DIRECTIONS:
Top to bottom, every record is to be copied word for word.

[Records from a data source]

····················

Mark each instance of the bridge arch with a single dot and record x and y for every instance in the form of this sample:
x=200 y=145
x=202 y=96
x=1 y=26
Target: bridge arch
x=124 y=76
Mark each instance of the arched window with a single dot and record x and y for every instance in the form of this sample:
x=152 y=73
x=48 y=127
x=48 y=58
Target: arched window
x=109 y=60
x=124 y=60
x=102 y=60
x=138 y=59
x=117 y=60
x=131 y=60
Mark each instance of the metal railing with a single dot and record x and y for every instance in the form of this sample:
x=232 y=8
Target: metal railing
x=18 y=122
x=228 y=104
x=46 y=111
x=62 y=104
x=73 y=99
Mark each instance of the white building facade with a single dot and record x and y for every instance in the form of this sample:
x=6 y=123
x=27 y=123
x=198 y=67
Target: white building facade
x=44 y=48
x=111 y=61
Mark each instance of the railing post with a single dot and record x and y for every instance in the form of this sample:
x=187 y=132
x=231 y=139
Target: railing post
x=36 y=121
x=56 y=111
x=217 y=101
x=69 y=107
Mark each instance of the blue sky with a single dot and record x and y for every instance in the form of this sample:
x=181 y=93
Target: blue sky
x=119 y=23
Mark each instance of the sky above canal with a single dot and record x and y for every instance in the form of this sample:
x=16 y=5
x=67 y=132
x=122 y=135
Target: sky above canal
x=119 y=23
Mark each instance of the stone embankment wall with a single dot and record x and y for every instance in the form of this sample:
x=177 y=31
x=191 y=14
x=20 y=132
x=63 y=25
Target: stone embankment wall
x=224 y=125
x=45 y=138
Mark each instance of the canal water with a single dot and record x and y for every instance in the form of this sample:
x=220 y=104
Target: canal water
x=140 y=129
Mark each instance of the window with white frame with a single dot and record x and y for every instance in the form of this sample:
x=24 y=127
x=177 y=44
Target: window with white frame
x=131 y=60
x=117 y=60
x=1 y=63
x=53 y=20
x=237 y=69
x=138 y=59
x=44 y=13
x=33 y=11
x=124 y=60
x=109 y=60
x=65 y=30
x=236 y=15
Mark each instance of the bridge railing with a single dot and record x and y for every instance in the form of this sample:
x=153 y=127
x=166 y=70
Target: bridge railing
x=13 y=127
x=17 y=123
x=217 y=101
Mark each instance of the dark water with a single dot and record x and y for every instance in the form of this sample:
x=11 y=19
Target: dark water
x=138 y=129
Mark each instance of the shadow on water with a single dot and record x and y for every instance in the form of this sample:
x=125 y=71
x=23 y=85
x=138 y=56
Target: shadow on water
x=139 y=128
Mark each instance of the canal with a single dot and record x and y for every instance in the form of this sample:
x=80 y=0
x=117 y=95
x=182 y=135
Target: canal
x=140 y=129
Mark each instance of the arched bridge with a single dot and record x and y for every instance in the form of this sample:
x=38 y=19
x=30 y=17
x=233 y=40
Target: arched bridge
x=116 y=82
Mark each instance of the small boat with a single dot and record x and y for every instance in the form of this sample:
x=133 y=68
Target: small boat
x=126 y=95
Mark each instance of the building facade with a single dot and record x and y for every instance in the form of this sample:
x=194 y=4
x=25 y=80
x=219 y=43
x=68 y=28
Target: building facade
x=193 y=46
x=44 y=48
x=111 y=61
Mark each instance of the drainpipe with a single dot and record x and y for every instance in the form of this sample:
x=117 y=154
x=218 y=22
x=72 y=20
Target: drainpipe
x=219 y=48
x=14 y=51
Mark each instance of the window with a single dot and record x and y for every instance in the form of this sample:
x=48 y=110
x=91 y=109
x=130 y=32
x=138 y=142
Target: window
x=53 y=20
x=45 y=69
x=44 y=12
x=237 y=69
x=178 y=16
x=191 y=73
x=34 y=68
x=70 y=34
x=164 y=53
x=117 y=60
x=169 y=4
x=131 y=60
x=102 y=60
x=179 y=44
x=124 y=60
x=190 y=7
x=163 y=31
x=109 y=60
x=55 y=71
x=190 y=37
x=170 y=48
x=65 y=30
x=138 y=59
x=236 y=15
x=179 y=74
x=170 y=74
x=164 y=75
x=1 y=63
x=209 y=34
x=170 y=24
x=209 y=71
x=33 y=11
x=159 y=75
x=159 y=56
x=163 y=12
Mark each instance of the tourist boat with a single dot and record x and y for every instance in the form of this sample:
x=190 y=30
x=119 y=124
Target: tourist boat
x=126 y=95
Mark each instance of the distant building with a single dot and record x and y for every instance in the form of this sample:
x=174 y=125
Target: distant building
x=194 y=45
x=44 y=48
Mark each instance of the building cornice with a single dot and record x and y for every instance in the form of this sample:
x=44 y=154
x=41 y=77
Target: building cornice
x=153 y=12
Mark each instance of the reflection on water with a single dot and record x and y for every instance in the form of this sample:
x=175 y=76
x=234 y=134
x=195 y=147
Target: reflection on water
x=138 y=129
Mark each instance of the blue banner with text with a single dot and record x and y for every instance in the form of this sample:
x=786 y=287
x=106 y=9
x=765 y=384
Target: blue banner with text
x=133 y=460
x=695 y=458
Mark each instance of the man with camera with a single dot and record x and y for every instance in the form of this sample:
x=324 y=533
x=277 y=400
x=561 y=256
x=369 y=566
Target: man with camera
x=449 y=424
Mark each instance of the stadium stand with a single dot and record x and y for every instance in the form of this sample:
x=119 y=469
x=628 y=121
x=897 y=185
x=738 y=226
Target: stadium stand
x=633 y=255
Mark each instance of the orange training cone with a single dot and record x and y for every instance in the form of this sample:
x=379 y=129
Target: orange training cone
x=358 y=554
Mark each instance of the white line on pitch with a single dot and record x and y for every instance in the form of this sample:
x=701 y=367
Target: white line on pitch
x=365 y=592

····················

TASK RESULT:
Mark each instance of the bridge arch with a single dot and record x and y for every instance in the form of this sample:
x=200 y=145
x=202 y=96
x=1 y=26
Target: bridge arch
x=124 y=76
Mark each instance of the arched window with a single dot and record x and y for every instance in the form of this sample:
x=152 y=73
x=48 y=127
x=48 y=58
Target: arched window
x=109 y=60
x=124 y=60
x=102 y=60
x=138 y=59
x=117 y=60
x=131 y=60
Mark each instance of the metal railing with a single dot and record x and y for every instance in the form of this sample:
x=232 y=8
Target: metal railing
x=18 y=122
x=228 y=104
x=46 y=111
x=62 y=104
x=73 y=99
Mark each instance of the white building facade with a single dot and record x and y for every instance in the form of this sample:
x=6 y=123
x=27 y=123
x=198 y=67
Target: white building facade
x=44 y=48
x=111 y=61
Mark each instance of the railing post with a single dot and record x and y for every instance in the form of this sample:
x=187 y=132
x=231 y=139
Target: railing post
x=36 y=121
x=56 y=111
x=217 y=101
x=69 y=107
Mark each instance of the blue sky with a single dot and record x and y for every instance in the form of this sample:
x=181 y=93
Target: blue sky
x=119 y=23
Mark each instance of the sky above canal with a single dot and record x and y for every instance in the form of this sample:
x=16 y=5
x=67 y=132
x=122 y=135
Target: sky above canal
x=119 y=23
Mark each instance of the stone embankment wall with a single dot and record x and y for every instance in the form of this sample:
x=177 y=31
x=191 y=14
x=20 y=132
x=63 y=25
Target: stone embankment wall
x=224 y=125
x=45 y=138
Mark each instance of the canal water with a single dot and record x and y for every instance in the form of this sample:
x=220 y=104
Target: canal water
x=140 y=129
Mark each instance of the window with white frame with a single dot and record x and y for every instance in the form of this sample:
x=24 y=127
x=177 y=44
Target: window with white frame
x=131 y=60
x=117 y=60
x=1 y=63
x=53 y=20
x=237 y=69
x=138 y=59
x=44 y=13
x=33 y=11
x=124 y=60
x=109 y=60
x=65 y=30
x=236 y=15
Mark each instance of the bridge railing with a single dot and record x and y for every instance in the form of this sample:
x=153 y=127
x=166 y=70
Target: bridge railing
x=13 y=127
x=17 y=123
x=217 y=101
Mark each instance of the dark water with a single dot and record x and y for every instance in the form of this sample:
x=11 y=19
Target: dark water
x=138 y=129
Mark each instance of the shadow on water with a single dot and record x and y for every instance in the form of this sample:
x=125 y=71
x=23 y=85
x=138 y=56
Target: shadow on water
x=139 y=128
Mark each instance of the canal with a single dot and record x and y for every instance in the form of this sample:
x=80 y=0
x=117 y=95
x=182 y=135
Target: canal
x=140 y=129
Mark each instance of the arched bridge with a single dot and record x and y for every instance in the form of this sample:
x=38 y=19
x=30 y=17
x=233 y=40
Target: arched bridge
x=116 y=82
Mark each instance of the small boat with a single dot and record x and y for every instance in the form of this sample:
x=133 y=68
Target: small boat
x=126 y=95
Mark each instance of the building facade with a single dot and record x and y for every instance in the form of this sample:
x=194 y=4
x=25 y=80
x=219 y=43
x=68 y=28
Target: building facade
x=193 y=46
x=44 y=48
x=111 y=61
Mark each instance of the drainpipe with a single dot and record x and y for every instance in the form of this sample:
x=117 y=154
x=218 y=22
x=72 y=20
Target: drainpipe
x=219 y=48
x=14 y=51
Mark each instance of the window with a single dot and record x and y for every instance in the form of this sample:
x=48 y=110
x=91 y=109
x=130 y=32
x=138 y=142
Target: window
x=53 y=20
x=45 y=69
x=44 y=12
x=237 y=69
x=178 y=16
x=191 y=73
x=34 y=68
x=70 y=34
x=164 y=53
x=117 y=60
x=169 y=4
x=131 y=60
x=102 y=60
x=179 y=44
x=124 y=60
x=190 y=7
x=163 y=31
x=109 y=60
x=55 y=71
x=190 y=37
x=170 y=48
x=65 y=30
x=138 y=59
x=236 y=15
x=179 y=74
x=170 y=74
x=164 y=75
x=1 y=63
x=209 y=34
x=170 y=24
x=209 y=71
x=33 y=11
x=159 y=75
x=159 y=56
x=163 y=12
Mark each instance of the tourist boat with a single dot and record x and y for every instance in the form of this sample:
x=190 y=30
x=119 y=124
Target: tourist boat
x=126 y=95
Mark each instance of the distant building with a single dot and record x and y for every instance in the form of this sample:
x=174 y=125
Target: distant building
x=194 y=45
x=44 y=48
Mark each instance of the building cornice with a single dot and record x and y for every instance in the form of this sample:
x=44 y=154
x=41 y=77
Target: building cornice
x=153 y=12
Mark each instance of the reflection on water with a single dot and record x and y for every instance in the form of this sample:
x=175 y=76
x=234 y=134
x=195 y=147
Target: reflection on water
x=138 y=129
Mark each instance of the blue banner with text with a single dot and record x and y for every instance in the form of this sample:
x=786 y=287
x=106 y=9
x=765 y=384
Target: blue banner with text
x=133 y=460
x=695 y=458
Mark each instance of the man with camera with a single dot and record x and y for every instance in the form of this sample:
x=324 y=533
x=277 y=400
x=561 y=256
x=369 y=566
Target: man with camera
x=449 y=424
Mark each instance of the stadium stand with a single dot and record x and y for every instance in the form of this sample:
x=119 y=469
x=628 y=121
x=897 y=185
x=738 y=226
Target: stadium stand
x=633 y=255
Mark each instance of the orange training cone with a single dot and record x and y for every instance in the form of this sample:
x=379 y=129
Target: orange training cone
x=358 y=554
Mark each instance of the white line on pitch with a single dot and record x and y for every instance in the form of this sample:
x=701 y=367
Target: white line on pitch
x=365 y=592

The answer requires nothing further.